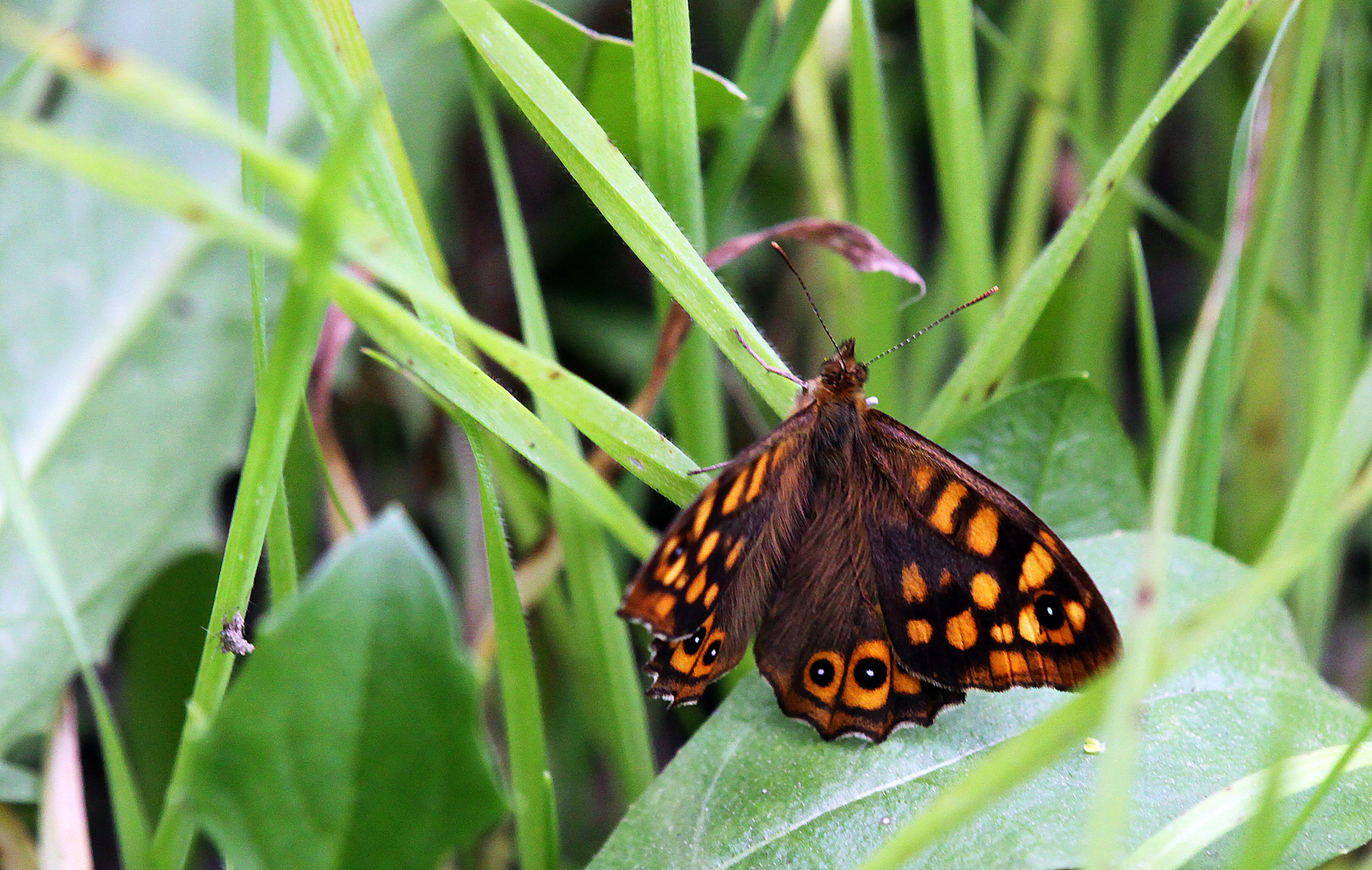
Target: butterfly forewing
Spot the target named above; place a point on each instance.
(974, 589)
(706, 587)
(823, 648)
(881, 574)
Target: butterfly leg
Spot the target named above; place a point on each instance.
(763, 362)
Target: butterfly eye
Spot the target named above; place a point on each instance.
(1048, 610)
(693, 643)
(870, 674)
(821, 673)
(712, 653)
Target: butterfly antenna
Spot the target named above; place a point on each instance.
(933, 324)
(813, 308)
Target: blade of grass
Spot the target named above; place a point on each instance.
(1112, 807)
(665, 89)
(993, 353)
(619, 193)
(1085, 143)
(253, 84)
(1039, 152)
(1094, 312)
(536, 814)
(766, 84)
(1231, 806)
(825, 189)
(346, 39)
(1021, 756)
(316, 56)
(1335, 338)
(1297, 823)
(1006, 92)
(1150, 353)
(287, 371)
(131, 823)
(591, 571)
(475, 392)
(1283, 162)
(876, 201)
(640, 448)
(950, 70)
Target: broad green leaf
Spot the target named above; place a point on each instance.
(351, 737)
(158, 651)
(1059, 448)
(600, 70)
(756, 789)
(125, 374)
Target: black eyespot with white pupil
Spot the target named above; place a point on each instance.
(870, 674)
(1050, 611)
(821, 673)
(711, 653)
(693, 643)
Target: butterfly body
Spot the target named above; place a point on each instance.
(881, 575)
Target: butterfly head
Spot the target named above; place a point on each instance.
(843, 372)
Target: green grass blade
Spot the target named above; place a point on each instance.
(1150, 353)
(765, 84)
(536, 814)
(1297, 823)
(877, 203)
(474, 390)
(253, 84)
(591, 570)
(619, 193)
(1006, 92)
(993, 353)
(131, 823)
(628, 439)
(316, 58)
(458, 380)
(950, 70)
(1225, 810)
(1018, 758)
(1087, 143)
(1039, 157)
(1169, 482)
(669, 136)
(288, 370)
(1092, 312)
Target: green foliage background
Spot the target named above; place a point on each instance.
(1175, 197)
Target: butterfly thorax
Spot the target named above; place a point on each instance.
(835, 402)
(840, 382)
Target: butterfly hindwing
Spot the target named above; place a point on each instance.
(706, 587)
(974, 589)
(823, 647)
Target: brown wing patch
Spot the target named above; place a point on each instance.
(1017, 608)
(683, 669)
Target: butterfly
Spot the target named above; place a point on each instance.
(881, 575)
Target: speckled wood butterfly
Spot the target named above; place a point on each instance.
(881, 574)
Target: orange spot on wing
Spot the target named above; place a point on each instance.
(913, 583)
(985, 590)
(948, 501)
(962, 630)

▶ Directions for this task:
Format every line of the material from the line containing "Target: green grass blade" through the end of the material, inclusive, as a Markdown table with the columns Row and Line, numbering each row and leaving out blank lines.

▶ Exercise solution:
| Row | Line |
|---|---|
| 1 | Target: green grass blade |
| 2 | Spot the target named above; place a point on each instance. |
| 3 | (1150, 353) |
| 4 | (765, 84) |
| 5 | (536, 814) |
| 6 | (1297, 823) |
| 7 | (877, 203) |
| 8 | (474, 390) |
| 9 | (253, 84) |
| 10 | (591, 570) |
| 11 | (619, 193) |
| 12 | (1006, 92) |
| 13 | (993, 353) |
| 14 | (131, 823) |
| 15 | (628, 439) |
| 16 | (316, 58) |
| 17 | (458, 380) |
| 18 | (950, 70) |
| 19 | (1225, 810) |
| 20 | (1018, 758) |
| 21 | (1087, 143) |
| 22 | (1039, 157) |
| 23 | (1169, 482) |
| 24 | (669, 136) |
| 25 | (288, 370) |
| 26 | (1092, 312) |
| 27 | Target: green foliage background |
| 28 | Spot the target named above; place a point on each instance. |
| 29 | (1175, 197) |
| 30 | Target: butterfly thorax |
| 31 | Spot the target named above; place a point on each instance. |
| 32 | (835, 402) |
| 33 | (840, 382) |
| 34 | Target: butterfly hindwing |
| 35 | Spot the target named above; place a point on each instance. |
| 36 | (706, 587) |
| 37 | (974, 589) |
| 38 | (823, 647) |
| 39 | Target: brown wing patch |
| 40 | Spot the target named above; place a point on each instance. |
| 41 | (1017, 608) |
| 42 | (683, 669) |
| 43 | Target: butterfly |
| 44 | Spot the target named above; place a point on each instance. |
| 45 | (881, 575) |
| 46 | Target: speckled wood butterfly |
| 47 | Spot the target named above; place a point on each instance. |
| 48 | (881, 574) |
| 49 | Target: orange spot on wing |
| 50 | Spot the target named above; place a point on each instance. |
| 51 | (913, 583) |
| 52 | (985, 590) |
| 53 | (948, 501) |
| 54 | (962, 630) |